## AIM:
Produce an exact copy of the lines from the line containing "Note to the class: indicate the electronic" through the last line of the entries below, and only those lines.

## RECORDS:
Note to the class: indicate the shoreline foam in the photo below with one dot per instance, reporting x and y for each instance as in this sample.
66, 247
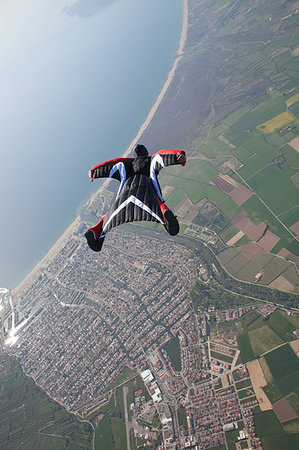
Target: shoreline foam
24, 284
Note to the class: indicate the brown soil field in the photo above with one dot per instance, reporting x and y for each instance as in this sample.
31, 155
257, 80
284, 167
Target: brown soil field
240, 195
295, 142
283, 253
244, 224
284, 411
167, 190
295, 227
186, 210
258, 381
268, 241
250, 250
282, 284
266, 371
235, 238
295, 346
222, 184
295, 179
223, 139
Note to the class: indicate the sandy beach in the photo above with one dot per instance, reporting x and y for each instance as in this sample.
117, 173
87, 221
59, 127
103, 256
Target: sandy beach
28, 280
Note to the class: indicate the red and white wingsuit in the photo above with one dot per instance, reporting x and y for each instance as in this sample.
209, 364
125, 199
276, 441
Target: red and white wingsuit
139, 196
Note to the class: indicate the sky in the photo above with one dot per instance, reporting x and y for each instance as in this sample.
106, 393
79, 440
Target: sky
77, 81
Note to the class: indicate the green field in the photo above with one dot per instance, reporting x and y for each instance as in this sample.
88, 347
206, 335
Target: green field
245, 348
256, 116
291, 156
221, 357
174, 353
278, 323
263, 339
182, 418
282, 361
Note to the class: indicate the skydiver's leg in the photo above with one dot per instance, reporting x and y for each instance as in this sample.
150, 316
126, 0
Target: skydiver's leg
94, 241
171, 223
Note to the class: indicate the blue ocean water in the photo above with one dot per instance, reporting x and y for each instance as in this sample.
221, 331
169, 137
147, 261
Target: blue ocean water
78, 78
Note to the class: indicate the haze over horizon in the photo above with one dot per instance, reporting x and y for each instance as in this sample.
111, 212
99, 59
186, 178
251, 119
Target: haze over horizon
76, 86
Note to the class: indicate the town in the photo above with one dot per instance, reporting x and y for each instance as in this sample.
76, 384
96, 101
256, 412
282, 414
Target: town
88, 316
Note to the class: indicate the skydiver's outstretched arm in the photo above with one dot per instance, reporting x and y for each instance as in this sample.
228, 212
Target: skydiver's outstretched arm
167, 157
114, 168
162, 159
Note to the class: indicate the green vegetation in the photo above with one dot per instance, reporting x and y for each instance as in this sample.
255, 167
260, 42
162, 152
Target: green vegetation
253, 118
221, 357
282, 361
273, 392
243, 384
103, 435
272, 434
280, 325
112, 427
182, 418
263, 339
174, 352
245, 348
28, 418
204, 296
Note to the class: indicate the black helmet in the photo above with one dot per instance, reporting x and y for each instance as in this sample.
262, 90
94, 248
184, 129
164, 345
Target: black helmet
140, 150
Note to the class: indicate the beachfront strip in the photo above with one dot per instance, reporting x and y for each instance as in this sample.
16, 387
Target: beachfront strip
86, 316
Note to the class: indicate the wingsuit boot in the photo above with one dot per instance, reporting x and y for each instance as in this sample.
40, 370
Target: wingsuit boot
171, 222
92, 236
93, 242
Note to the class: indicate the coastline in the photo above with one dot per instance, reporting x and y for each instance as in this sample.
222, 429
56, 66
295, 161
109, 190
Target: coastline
25, 283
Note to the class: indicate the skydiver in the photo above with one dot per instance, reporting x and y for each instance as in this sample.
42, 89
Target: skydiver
139, 196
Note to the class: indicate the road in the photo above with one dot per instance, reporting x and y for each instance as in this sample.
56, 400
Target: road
125, 392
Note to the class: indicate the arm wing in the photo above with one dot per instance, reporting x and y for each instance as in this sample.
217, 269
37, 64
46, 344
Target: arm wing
167, 157
162, 159
114, 168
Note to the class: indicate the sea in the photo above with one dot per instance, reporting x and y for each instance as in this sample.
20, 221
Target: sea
77, 80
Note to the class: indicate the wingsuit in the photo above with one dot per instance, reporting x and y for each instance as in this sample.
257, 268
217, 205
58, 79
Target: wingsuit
139, 196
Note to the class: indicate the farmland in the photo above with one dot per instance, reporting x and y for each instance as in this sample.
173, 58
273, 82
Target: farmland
244, 129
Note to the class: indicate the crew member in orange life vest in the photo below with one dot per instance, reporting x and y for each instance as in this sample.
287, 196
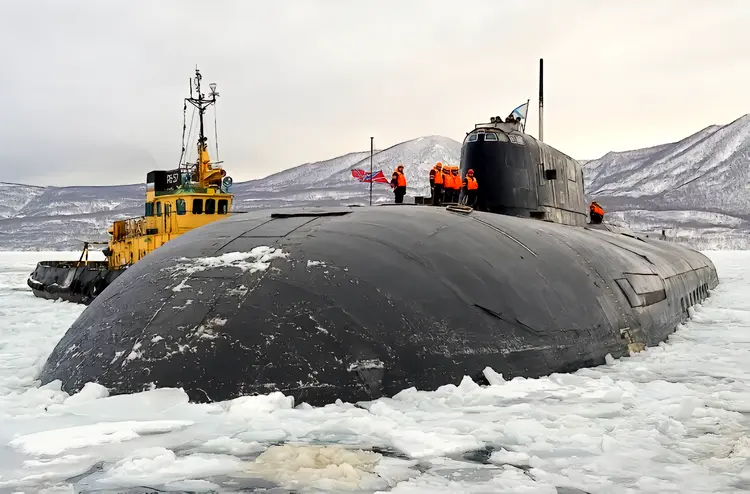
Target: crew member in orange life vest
436, 183
470, 187
448, 186
456, 183
596, 213
398, 184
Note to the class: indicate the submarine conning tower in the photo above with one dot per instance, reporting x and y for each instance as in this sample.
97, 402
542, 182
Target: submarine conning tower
519, 175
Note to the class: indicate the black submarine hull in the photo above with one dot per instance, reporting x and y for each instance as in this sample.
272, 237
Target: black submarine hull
370, 301
73, 281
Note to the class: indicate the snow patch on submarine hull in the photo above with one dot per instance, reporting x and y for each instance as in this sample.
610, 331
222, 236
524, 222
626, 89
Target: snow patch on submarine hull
361, 303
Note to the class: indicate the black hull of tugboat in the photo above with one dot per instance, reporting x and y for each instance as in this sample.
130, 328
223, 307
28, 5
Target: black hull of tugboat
72, 281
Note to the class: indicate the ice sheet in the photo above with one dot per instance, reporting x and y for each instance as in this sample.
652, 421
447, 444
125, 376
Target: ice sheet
674, 418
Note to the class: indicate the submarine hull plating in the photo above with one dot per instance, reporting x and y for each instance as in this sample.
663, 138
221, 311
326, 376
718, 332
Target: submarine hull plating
366, 302
72, 281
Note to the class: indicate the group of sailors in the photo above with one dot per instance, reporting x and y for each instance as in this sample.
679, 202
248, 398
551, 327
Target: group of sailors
445, 185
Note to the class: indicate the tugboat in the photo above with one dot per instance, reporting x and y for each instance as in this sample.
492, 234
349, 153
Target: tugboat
177, 201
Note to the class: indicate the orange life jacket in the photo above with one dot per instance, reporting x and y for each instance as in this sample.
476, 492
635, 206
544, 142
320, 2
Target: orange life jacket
401, 179
447, 178
436, 175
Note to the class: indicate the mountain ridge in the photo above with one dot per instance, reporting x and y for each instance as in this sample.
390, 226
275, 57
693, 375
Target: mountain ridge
681, 186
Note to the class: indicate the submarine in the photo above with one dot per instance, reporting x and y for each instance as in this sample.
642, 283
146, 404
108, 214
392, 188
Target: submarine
361, 303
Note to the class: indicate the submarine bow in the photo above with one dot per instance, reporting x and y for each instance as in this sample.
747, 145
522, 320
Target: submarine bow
356, 304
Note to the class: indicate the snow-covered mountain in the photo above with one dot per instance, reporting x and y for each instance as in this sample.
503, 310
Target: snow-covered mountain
38, 218
696, 189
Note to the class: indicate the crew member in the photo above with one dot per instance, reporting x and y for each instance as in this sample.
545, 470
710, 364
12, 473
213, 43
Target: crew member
447, 184
436, 183
471, 188
596, 213
456, 183
398, 184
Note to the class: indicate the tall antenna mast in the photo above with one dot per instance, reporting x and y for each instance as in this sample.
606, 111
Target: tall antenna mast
541, 99
201, 103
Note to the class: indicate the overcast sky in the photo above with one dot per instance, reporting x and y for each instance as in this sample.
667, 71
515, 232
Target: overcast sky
92, 90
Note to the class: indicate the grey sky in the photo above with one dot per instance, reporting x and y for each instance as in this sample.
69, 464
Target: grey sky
93, 90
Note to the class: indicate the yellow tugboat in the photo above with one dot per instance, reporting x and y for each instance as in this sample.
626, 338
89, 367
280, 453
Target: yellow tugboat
177, 201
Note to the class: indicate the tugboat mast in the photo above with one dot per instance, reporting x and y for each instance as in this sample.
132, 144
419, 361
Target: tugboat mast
201, 103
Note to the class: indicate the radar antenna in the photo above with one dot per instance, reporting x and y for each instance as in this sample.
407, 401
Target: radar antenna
204, 171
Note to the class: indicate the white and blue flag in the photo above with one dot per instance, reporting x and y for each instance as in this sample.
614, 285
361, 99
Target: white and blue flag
520, 111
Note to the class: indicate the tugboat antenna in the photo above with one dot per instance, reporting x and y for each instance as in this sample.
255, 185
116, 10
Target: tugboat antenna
201, 103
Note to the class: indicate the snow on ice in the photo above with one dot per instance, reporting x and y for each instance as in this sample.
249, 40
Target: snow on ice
674, 418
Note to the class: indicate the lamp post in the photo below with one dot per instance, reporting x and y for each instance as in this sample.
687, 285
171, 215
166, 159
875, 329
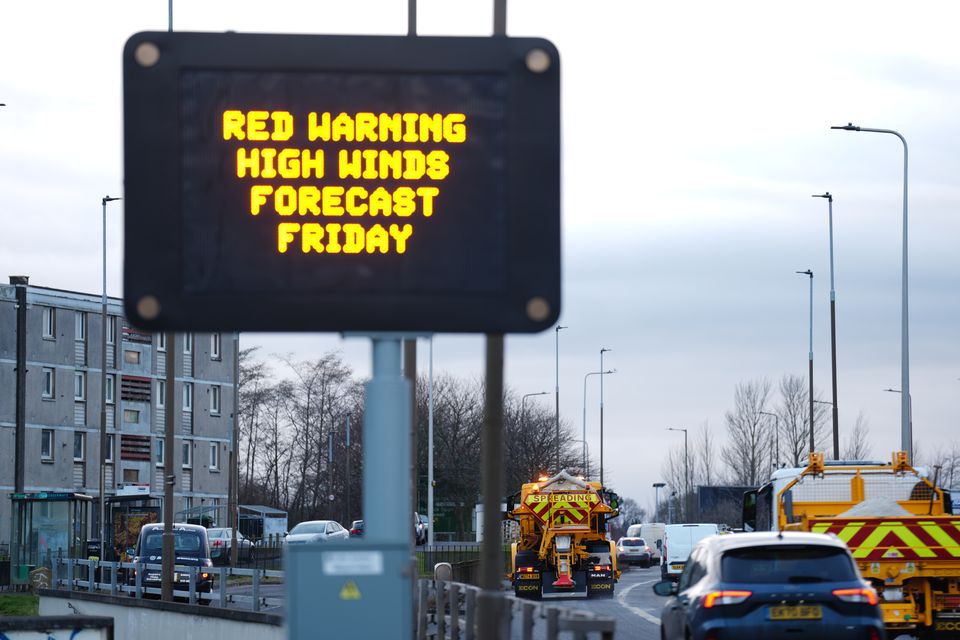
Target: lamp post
808, 272
833, 334
776, 436
686, 469
656, 500
602, 351
103, 385
906, 425
600, 373
557, 414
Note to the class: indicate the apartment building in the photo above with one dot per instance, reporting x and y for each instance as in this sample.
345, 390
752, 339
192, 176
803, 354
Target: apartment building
62, 408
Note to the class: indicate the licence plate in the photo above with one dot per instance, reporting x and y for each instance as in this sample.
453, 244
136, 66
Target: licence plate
798, 612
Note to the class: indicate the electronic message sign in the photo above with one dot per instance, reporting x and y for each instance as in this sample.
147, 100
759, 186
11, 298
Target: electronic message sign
341, 183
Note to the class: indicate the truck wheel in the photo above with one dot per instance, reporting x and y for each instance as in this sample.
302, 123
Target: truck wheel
530, 589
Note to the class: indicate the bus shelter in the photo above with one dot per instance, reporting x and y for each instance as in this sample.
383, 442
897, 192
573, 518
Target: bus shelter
45, 526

## RESPONSE TO THE TASK:
Note to the class: indicate the electronic message sign in the photo above with one dot per instance, reporting x and y for each instance as in this sample.
147, 100
759, 186
11, 298
Target: electronic message sign
341, 183
Note to the class: indicate the truck wheel in the photo above with one dot per instance, reporting x and y for each instance as in this sample.
302, 123
Target: truck wheel
530, 589
Note to the class: indicate the bus shelter in the photo above with one dot per instance, reporting x and y for each instance as in this sample.
383, 442
897, 192
573, 518
Target: bus shelter
45, 526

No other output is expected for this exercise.